Tutto il potenziale del luppolo

    A conferire il sapore amaro alla birra sono soprattutto gli α-acidi isomerizzati presenti nelle resine prodotte nelle ghiandole di luppolina presenti alla base delle infiorescenze femminili
    Oggi è una produzione di nicchia ma gli ettari sono in aumento. Il luppolo promette infatti opportunità in termini di diversificazione reddituale, multifunzionalità aziendale, quote di mercato acquisibili soprattutto in funzione del previsto incremento della domanda nazionale e del prezzo del prodotto italiano

    Da diversi anni stiamo assistendo a un profondo e radicale mutamento del sistema agricolo sia a livello nazionale che globale.

(Dati forniti):
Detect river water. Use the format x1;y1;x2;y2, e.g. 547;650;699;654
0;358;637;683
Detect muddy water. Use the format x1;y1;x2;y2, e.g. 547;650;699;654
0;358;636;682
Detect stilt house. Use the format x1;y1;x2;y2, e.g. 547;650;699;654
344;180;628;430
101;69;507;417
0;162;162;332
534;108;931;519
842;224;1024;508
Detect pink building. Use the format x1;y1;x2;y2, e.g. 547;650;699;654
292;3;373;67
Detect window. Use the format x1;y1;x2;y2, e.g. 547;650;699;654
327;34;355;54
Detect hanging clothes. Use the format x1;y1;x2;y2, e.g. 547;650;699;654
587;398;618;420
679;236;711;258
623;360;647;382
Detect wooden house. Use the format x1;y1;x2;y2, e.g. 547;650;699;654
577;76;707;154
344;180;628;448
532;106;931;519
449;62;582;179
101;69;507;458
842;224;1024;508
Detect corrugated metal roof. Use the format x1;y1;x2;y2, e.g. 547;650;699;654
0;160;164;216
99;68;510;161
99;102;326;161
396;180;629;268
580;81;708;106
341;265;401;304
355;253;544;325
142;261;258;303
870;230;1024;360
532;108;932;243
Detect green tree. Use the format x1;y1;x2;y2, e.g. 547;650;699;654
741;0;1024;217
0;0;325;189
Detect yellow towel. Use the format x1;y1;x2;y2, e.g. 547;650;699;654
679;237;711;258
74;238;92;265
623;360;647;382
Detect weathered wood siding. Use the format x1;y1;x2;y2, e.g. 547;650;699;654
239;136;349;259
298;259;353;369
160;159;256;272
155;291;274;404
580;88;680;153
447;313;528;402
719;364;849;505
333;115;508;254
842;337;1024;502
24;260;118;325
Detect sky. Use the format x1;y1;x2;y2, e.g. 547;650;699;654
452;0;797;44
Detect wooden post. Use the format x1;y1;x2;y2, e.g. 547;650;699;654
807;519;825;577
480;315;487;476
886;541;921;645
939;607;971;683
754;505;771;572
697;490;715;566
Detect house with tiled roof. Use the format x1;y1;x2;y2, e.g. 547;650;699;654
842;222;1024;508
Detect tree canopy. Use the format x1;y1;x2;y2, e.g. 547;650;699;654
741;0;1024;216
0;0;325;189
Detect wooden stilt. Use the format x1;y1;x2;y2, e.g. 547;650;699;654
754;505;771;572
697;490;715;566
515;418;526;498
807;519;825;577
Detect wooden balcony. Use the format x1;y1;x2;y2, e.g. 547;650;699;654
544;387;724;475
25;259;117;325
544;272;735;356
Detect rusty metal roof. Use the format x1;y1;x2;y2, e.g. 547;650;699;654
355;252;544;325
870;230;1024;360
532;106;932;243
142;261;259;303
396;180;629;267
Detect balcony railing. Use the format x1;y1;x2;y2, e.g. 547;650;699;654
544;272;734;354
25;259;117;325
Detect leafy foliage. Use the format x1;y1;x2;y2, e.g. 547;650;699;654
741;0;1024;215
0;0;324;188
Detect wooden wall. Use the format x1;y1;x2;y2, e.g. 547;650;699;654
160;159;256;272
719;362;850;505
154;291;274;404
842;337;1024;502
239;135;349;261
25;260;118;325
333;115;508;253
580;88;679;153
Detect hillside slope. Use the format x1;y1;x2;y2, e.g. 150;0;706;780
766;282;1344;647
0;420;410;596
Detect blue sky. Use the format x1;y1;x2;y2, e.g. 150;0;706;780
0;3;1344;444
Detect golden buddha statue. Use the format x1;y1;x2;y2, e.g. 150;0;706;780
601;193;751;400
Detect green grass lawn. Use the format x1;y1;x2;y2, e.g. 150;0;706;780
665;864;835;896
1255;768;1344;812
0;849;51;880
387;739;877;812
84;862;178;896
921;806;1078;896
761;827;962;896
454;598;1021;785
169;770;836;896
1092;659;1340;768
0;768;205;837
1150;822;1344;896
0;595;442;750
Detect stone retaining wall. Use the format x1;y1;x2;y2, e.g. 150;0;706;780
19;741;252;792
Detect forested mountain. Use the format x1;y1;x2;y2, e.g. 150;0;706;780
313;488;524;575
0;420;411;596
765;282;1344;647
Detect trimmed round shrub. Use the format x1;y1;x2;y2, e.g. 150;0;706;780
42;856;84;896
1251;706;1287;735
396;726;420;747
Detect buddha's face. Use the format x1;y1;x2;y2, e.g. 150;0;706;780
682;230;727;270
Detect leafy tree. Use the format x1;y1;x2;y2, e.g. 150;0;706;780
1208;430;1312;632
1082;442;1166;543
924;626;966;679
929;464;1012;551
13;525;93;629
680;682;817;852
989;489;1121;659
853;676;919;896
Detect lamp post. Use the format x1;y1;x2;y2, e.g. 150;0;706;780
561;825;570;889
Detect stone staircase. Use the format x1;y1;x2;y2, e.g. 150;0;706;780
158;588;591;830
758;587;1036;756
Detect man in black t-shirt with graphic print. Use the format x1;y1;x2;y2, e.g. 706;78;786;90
---
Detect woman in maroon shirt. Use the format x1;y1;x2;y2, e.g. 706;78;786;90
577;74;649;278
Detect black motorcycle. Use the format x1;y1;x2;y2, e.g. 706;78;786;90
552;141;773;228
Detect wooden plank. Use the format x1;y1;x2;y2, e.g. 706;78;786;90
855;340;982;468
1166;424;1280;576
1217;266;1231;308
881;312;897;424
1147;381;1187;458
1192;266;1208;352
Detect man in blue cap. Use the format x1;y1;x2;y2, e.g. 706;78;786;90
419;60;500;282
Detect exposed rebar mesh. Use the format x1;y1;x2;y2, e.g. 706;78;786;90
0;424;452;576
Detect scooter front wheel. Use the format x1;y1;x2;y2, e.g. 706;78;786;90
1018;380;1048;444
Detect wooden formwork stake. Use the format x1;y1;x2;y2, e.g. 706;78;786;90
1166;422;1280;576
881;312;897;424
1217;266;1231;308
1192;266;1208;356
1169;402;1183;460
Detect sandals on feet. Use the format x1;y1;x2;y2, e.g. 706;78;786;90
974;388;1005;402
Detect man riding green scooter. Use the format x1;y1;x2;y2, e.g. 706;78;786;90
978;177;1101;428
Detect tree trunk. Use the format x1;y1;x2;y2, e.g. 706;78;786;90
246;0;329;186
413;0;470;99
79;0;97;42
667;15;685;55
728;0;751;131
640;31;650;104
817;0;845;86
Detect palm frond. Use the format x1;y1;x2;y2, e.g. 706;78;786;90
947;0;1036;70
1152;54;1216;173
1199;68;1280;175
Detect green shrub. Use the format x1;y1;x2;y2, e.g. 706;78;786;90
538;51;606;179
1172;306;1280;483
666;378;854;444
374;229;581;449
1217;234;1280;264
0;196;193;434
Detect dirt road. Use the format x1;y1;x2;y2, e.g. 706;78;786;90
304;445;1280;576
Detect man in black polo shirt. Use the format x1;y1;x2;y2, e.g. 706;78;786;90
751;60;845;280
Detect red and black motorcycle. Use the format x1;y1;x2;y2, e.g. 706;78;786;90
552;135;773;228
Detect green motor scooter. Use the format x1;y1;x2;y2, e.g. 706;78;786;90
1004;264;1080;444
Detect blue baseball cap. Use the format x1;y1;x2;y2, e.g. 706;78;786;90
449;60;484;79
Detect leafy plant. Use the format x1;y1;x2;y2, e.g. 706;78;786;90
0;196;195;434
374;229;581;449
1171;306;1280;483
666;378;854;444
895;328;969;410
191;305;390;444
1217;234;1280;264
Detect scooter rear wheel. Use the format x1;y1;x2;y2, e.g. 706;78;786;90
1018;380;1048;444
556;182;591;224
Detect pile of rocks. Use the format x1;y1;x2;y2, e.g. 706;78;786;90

(Compito da svolgere): Prosegui il brano sul luppolo partendo subito dopo la sua ultima frase. I record non hanno alcun ruolo in questo lavoro.

(Risultato atteso):
    Fattori come una maggiore consapevolezza del consumatore riguardo salute e sana alimentazione, cambiamenti climatici e nuovi indirizzi strategici comunitari hanno spinto gli imprenditori agricoli a cercare alternative alle tradizionali produzioni agricole in grado di mantenere alta la competitività e sostenibilità delle loro aziende, trasformandosi spesso da imprese specializzate a diversificate.

    Questo ha portato a riscoprire colture antiche, dimenticate o poco valorizzate. Una di queste è senza dubbio il luppolo, una pianta perenne e dioica appartenente alla famiglia delle Cannabacee.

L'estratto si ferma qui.